Exercise objective => Return each of the rows below word for word, leaving out the pictures.

Provided data =>

-- BEGIN --

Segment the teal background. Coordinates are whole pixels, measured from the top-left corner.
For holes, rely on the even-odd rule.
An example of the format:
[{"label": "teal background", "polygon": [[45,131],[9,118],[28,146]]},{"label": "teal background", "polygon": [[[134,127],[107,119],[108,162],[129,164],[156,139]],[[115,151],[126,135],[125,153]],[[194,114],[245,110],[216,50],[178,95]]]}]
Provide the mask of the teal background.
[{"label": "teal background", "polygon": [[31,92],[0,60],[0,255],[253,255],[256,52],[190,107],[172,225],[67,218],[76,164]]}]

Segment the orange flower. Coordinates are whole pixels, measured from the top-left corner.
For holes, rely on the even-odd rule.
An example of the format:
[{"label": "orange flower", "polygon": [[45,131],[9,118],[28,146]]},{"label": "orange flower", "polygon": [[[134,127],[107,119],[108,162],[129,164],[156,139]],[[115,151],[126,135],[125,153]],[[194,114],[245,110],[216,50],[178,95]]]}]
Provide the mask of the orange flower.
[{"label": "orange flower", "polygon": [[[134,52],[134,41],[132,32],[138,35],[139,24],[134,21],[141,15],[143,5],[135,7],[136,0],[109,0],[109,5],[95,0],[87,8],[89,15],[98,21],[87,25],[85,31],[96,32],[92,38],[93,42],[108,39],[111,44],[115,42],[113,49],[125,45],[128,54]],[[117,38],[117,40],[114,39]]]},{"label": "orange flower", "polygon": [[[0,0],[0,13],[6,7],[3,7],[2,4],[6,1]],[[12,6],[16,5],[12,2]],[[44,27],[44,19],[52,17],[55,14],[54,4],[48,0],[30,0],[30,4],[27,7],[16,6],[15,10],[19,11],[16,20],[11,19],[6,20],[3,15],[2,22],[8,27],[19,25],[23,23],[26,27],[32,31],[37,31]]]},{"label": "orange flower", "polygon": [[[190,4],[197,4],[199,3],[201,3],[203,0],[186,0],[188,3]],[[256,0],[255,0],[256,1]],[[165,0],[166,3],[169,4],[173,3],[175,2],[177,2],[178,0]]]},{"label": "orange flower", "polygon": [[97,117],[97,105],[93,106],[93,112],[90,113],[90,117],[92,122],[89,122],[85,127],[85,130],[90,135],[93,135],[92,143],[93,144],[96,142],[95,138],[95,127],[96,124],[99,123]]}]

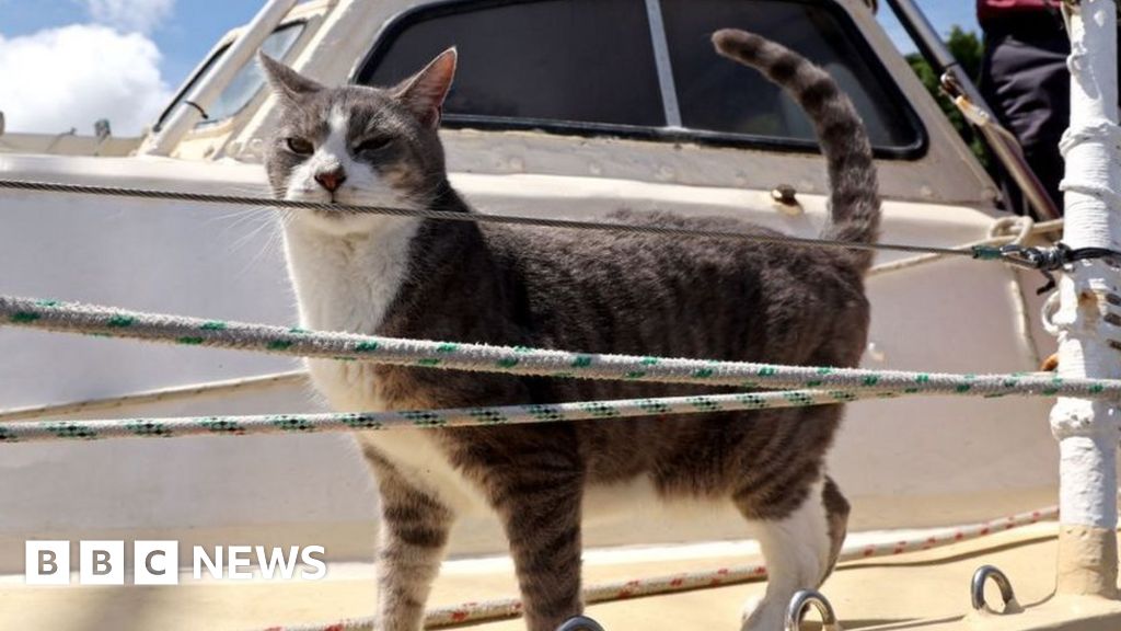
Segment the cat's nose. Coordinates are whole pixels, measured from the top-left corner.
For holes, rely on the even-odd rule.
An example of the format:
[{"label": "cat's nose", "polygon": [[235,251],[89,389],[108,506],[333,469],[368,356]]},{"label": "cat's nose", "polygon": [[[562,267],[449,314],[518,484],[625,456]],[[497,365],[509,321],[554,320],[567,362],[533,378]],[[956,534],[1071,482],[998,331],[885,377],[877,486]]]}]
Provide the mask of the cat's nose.
[{"label": "cat's nose", "polygon": [[346,172],[342,167],[328,168],[316,173],[315,181],[324,189],[334,193],[346,181]]}]

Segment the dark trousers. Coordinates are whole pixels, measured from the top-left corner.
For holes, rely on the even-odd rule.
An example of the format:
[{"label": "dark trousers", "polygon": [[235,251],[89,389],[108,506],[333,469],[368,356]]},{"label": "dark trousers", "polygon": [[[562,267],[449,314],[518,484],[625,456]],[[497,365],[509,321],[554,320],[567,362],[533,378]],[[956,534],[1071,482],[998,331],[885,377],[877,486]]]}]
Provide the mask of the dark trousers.
[{"label": "dark trousers", "polygon": [[[1069,40],[1057,25],[1027,33],[993,29],[985,33],[981,66],[981,94],[1019,138],[1028,164],[1059,209],[1064,163],[1058,143],[1071,122],[1069,54]],[[1004,209],[1029,214],[1019,188],[999,164],[997,170]]]}]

-- END --

Right answer =>
Segment the teal background. Coordinates are whole pixels, measured from the top-left corner.
For holes, rely on the even-odd rule.
An example of the format:
[{"label": "teal background", "polygon": [[45,131],[9,118],[28,146]]},{"label": "teal background", "polygon": [[[134,127],[107,119],[108,162],[129,164],[156,139]],[[115,151],[126,135],[125,153]],[[194,114],[245,110],[216,50],[178,95]]]}]
Provide the mask of the teal background.
[{"label": "teal background", "polygon": [[31,92],[0,60],[0,255],[253,255],[256,52],[190,107],[172,225],[67,218],[76,164]]}]

Segment the orange flower. Coordinates are whole pixels, measured from the top-left corner.
For holes, rely on the even-odd rule.
An example of the format:
[{"label": "orange flower", "polygon": [[45,131],[9,118],[28,146]]},{"label": "orange flower", "polygon": [[[134,127],[107,119],[108,162],[129,164],[156,139]],[[115,151],[126,135],[125,153]],[[194,114],[245,110],[216,50],[178,95]]]}]
Provide the mask of the orange flower.
[{"label": "orange flower", "polygon": [[[134,52],[134,41],[132,32],[138,35],[139,24],[134,21],[141,15],[143,5],[135,7],[136,0],[109,0],[109,5],[95,0],[87,8],[89,15],[98,21],[87,25],[85,31],[96,32],[92,38],[93,42],[108,39],[111,44],[115,42],[113,49],[125,45],[128,54]],[[117,38],[117,40],[114,39]]]},{"label": "orange flower", "polygon": [[[0,0],[0,13],[6,7],[3,7],[2,4],[6,1]],[[12,6],[16,5],[12,2]],[[44,27],[44,19],[52,17],[55,14],[54,4],[48,0],[30,0],[30,4],[27,7],[16,6],[15,10],[19,11],[16,20],[11,19],[6,20],[3,15],[2,22],[8,27],[19,25],[23,23],[26,27],[32,31],[37,31]]]},{"label": "orange flower", "polygon": [[[190,4],[197,4],[199,3],[201,3],[203,0],[186,0],[188,3]],[[256,0],[255,0],[256,1]],[[165,0],[166,3],[169,4],[173,3],[175,2],[177,2],[178,0]]]},{"label": "orange flower", "polygon": [[97,117],[97,105],[93,106],[93,112],[90,113],[90,117],[92,122],[89,122],[85,127],[85,130],[90,135],[93,135],[92,143],[93,144],[96,142],[95,138],[95,127],[96,124],[99,123]]}]

Segment the cat's nose. Coordinates are whole pixels, measured from the top-left corner.
For holes, rely on the even-odd rule.
An example of the format:
[{"label": "cat's nose", "polygon": [[235,251],[89,389],[108,506],[333,469],[368,356]]},{"label": "cat's nose", "polygon": [[[562,267],[449,314],[518,484],[625,456]],[[497,365],[509,321],[554,320],[567,362],[533,378]],[[956,534],[1071,482],[998,331],[885,377],[877,486]]]}]
Provide the mask of the cat's nose.
[{"label": "cat's nose", "polygon": [[346,172],[342,167],[328,168],[316,173],[315,181],[324,189],[334,193],[346,181]]}]

Segment the dark trousers. Coordinates are whole pixels, measured from the top-left corner.
For holes, rely on the even-odd rule.
An example of the format:
[{"label": "dark trousers", "polygon": [[235,251],[89,389],[108,506],[333,469],[368,356]]},{"label": "dark trousers", "polygon": [[[562,267],[449,314],[518,484],[625,456]],[[497,365],[509,321],[554,320],[567,362],[533,378]],[[956,534],[1071,482],[998,331],[885,377],[877,486]]]}]
Provide the mask of the dark trousers.
[{"label": "dark trousers", "polygon": [[[1069,40],[1057,25],[1027,33],[993,29],[985,33],[981,66],[981,94],[1019,138],[1028,164],[1059,209],[1064,163],[1058,143],[1071,122],[1069,54]],[[1004,209],[1029,214],[1019,188],[999,164],[997,170]]]}]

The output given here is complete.